> Exercise task
Reproduce every one of the records below, character for character and line for line.

>> START Dataset rows

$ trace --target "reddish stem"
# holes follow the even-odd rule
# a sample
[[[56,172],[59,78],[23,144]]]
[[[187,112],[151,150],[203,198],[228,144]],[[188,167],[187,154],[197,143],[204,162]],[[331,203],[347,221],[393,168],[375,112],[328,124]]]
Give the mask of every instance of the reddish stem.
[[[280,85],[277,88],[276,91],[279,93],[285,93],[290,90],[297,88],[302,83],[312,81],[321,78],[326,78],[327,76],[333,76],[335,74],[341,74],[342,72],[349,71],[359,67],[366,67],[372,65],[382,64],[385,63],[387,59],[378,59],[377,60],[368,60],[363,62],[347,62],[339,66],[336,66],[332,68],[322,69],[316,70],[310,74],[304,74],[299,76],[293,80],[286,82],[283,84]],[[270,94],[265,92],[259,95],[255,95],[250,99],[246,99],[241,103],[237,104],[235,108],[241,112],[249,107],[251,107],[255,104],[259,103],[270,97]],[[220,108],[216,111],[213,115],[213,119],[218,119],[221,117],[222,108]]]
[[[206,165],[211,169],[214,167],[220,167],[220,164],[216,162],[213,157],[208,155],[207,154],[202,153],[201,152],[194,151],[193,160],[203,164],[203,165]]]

>> END Dataset rows

> Exercise output
$ trace --target "reddish stem"
# holes follow the even-odd rule
# a sample
[[[56,172],[59,78],[23,144]]]
[[[187,112],[151,150],[203,198],[228,144]],[[188,167],[187,154],[197,143],[204,162]],[[331,203],[347,221],[393,168],[375,112],[328,124]]]
Give the mask of every instance of the reddish stem.
[[[280,85],[277,88],[276,91],[279,93],[285,93],[290,90],[297,88],[302,83],[312,81],[321,78],[326,78],[327,76],[333,76],[335,74],[341,74],[342,72],[349,71],[359,67],[366,67],[372,65],[382,64],[385,63],[387,59],[378,59],[377,60],[368,60],[363,62],[347,62],[339,66],[336,66],[332,68],[322,69],[316,70],[310,74],[304,74],[299,76],[293,80],[286,82],[283,84]],[[270,94],[265,92],[259,95],[255,95],[250,99],[246,99],[241,103],[237,104],[235,108],[241,112],[249,107],[251,107],[255,104],[259,103],[270,97]],[[220,108],[216,111],[213,115],[213,119],[218,119],[221,117],[222,108]]]
[[[206,165],[211,169],[214,167],[220,167],[220,164],[216,162],[213,157],[208,155],[207,154],[202,153],[201,152],[194,151],[193,160],[203,164],[203,165]]]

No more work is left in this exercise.